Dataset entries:
────────
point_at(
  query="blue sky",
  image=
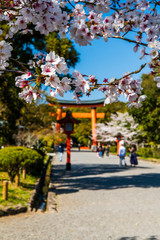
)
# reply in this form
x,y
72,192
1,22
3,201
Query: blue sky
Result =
────────
What is being asked:
A faithful copy of every record is required, with no pictures included.

Your solution:
point_at(
  query="blue sky",
  image=
)
# reply in this form
x,y
72,192
1,22
3,201
Query: blue sky
Result =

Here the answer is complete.